Excerpt provided START

If you’re looking for a reliable annual flowering plant that offers a wide range of flower color options, the good old-fashioned Love-in-a-Mist (Nigella damascena) is definitely worth noting. 

Love-in-a-Mist (Nigella damascena) Meaning, Types, Uses, and Growing Tips

The flowers, which bloom in shades of pink, white, lavender, and blue, make an excellent choice not just for gardens but also for container gardening, or even as cut flowers for floral arrangements.

Read on below to know all about this beautiful ornamental, including Love-in-a-Mist growing tips, popular varieties to grow, plant history and significance, flower meaning and symbolism, and more.  

The Essentials: Love-in-a-Mist Plants

Plant Family:Ranunculaceae
Scientific Name:Nigella damascena
Native Range:Eastern Mediterranean to Western Asia
Colors:Blue, pink, white, purple, and sometimes red
Characteristics:Feathery foliage and distinctive seed pods
Mature Height:15 to 24 inches
Flowering Season:Late spring to early summer
Growing Zones:2 to 10
Sunlight:Full sun to partial shade
Watering:Moderate, evenly moist soil
Soil:Well-draining soil with average to low fertility
Fertilizing:Once or twice in the growing season with a balanced fertilizer
Common Pests:Aphids, spider mites, thrips, and leaf miners
Pruning:Deadheading can promote continued flowering
Symbolism:Symbolizes unity and fidelity, also used in traditional medicine for various ailments

About Love-in-mist Flowers: 

About Love-in-mist Flowers

Love-in-a-mist (Nigella damascena), otherwise known as the devil in the bush, is an annual flowering plant that belongs to the Ranunculaceae or buttercup family. Native to various regions, including southwest Asia, north Africa, and southern Europe, you can find this plant growing in fields, roadsides, or rocky waste grounds.

Excerpt provided END
Provided data START

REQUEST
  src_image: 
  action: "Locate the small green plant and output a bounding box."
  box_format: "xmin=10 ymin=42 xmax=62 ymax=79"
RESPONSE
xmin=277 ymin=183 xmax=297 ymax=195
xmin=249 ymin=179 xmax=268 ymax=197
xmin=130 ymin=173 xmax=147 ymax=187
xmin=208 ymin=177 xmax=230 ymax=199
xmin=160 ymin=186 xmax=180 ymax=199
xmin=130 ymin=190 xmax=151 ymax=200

Provided data END

Required tasks:
1) What mature height does the Love-in-a-Mist text give for the plant?
2) Print everything in the Love-in-a-Mist text from "If you’re looking" down to "for floral arrangements.".
The listing that comes after the text was taken from an unrelated source.

Exercise solutions:
1) 15 to 24 inches.

2)
If you’re looking for a reliable annual flowering plant that offers a wide range of flower color options, the good old-fashioned Love-in-a-Mist (Nigella damascena) is definitely worth noting. 

Love-in-a-Mist (Nigella damascena) Meaning, Types, Uses, and Growing Tips

The flowers, which bloom in shades of pink, white, lavender, and blue, make an excellent choice not just for gardens but also for container gardening, or even as cut flowers for floral arrangements.